Exercise
All lines containing the string "every" must be copied from the entries.
[Opening Provided records section]
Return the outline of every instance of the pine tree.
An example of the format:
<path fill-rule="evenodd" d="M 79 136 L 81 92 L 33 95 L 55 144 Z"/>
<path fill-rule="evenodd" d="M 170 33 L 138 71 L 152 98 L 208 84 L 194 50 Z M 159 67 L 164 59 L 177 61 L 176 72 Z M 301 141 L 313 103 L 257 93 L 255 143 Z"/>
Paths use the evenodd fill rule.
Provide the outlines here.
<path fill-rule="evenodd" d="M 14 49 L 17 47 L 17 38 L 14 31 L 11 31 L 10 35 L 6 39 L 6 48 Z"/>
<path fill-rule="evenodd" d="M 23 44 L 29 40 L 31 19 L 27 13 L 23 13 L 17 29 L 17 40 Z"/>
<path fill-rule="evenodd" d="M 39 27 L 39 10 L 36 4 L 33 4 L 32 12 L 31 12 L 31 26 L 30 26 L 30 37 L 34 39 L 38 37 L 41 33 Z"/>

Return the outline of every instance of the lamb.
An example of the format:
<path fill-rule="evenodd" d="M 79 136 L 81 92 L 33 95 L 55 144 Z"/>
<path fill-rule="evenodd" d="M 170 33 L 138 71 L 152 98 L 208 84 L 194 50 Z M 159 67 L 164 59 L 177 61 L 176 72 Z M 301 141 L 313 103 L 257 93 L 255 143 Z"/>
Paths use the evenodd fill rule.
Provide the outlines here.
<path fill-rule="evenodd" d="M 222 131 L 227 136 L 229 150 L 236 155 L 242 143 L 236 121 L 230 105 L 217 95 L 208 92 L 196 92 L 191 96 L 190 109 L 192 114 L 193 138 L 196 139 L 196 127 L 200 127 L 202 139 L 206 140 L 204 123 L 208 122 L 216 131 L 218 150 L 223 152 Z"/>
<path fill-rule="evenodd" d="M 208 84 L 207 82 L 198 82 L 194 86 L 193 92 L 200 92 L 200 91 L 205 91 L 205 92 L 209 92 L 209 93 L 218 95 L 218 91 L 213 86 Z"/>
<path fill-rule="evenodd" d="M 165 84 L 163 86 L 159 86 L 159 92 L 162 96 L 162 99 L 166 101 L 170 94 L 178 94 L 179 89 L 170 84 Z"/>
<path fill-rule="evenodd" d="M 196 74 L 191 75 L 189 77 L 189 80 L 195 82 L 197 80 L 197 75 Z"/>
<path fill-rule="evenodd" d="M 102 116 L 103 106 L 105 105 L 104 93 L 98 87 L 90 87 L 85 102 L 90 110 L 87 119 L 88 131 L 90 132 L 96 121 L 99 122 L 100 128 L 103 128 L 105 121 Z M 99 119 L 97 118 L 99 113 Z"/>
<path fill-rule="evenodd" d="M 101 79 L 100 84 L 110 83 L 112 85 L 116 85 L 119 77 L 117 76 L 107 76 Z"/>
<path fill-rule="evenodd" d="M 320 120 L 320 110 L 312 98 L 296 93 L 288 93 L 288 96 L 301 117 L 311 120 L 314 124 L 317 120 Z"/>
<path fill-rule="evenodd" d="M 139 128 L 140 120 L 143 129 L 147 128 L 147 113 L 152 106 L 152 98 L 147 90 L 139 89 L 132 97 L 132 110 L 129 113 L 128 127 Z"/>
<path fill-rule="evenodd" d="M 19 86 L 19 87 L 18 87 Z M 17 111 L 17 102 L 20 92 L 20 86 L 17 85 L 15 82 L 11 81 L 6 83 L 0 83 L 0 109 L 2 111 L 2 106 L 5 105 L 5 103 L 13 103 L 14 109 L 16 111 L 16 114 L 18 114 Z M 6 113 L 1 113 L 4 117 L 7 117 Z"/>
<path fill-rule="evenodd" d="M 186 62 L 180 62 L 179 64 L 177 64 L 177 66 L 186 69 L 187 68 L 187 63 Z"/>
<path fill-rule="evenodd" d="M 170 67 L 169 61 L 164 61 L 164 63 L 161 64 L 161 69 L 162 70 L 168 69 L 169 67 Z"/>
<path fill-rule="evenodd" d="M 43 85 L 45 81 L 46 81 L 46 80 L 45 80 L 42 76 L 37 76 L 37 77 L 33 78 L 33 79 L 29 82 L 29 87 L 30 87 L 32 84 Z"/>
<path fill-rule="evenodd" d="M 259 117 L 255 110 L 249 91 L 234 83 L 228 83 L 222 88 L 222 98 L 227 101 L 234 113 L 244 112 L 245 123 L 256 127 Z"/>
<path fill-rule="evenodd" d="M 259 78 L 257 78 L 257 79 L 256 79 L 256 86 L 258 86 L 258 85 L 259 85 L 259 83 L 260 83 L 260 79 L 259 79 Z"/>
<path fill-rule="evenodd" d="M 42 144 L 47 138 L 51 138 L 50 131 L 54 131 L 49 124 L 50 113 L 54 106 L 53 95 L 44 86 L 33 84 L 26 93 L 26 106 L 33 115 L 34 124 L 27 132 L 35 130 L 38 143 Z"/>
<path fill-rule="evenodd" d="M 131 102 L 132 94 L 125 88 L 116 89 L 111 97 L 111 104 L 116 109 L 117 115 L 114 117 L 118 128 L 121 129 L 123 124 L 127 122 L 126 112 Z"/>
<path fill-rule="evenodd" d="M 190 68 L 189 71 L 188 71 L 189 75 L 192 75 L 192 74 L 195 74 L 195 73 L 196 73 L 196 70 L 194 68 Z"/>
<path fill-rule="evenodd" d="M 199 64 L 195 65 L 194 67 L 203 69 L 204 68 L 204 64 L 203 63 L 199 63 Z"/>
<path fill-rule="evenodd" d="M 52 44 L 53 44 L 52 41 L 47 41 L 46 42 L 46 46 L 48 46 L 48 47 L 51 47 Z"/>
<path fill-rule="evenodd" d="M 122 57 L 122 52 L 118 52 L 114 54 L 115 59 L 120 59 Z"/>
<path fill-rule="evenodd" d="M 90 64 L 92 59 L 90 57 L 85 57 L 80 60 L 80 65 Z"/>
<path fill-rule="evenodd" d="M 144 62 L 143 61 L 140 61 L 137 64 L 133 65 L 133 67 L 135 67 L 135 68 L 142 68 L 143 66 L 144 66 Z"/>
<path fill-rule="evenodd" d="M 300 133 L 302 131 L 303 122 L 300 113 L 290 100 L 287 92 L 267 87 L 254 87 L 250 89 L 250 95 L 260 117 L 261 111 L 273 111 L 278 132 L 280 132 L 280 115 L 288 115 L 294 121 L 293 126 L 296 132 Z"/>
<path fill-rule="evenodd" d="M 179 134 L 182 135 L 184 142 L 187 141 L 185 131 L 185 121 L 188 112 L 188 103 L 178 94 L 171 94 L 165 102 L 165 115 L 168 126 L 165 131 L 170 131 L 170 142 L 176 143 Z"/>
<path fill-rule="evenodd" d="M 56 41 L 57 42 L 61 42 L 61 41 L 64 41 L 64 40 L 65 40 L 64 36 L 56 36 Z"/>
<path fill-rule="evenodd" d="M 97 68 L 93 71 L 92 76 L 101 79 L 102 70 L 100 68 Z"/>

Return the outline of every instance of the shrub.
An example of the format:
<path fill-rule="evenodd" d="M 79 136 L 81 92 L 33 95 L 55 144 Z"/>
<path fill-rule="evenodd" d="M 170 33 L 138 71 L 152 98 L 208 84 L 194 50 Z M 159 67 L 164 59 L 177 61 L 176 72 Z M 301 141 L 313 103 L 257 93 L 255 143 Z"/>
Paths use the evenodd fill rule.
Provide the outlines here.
[Closing Provided records section]
Result of the task
Return the outline of every instance of the pine tree.
Return the outline of every instance of the lamb.
Return the outline of every instance of the shrub.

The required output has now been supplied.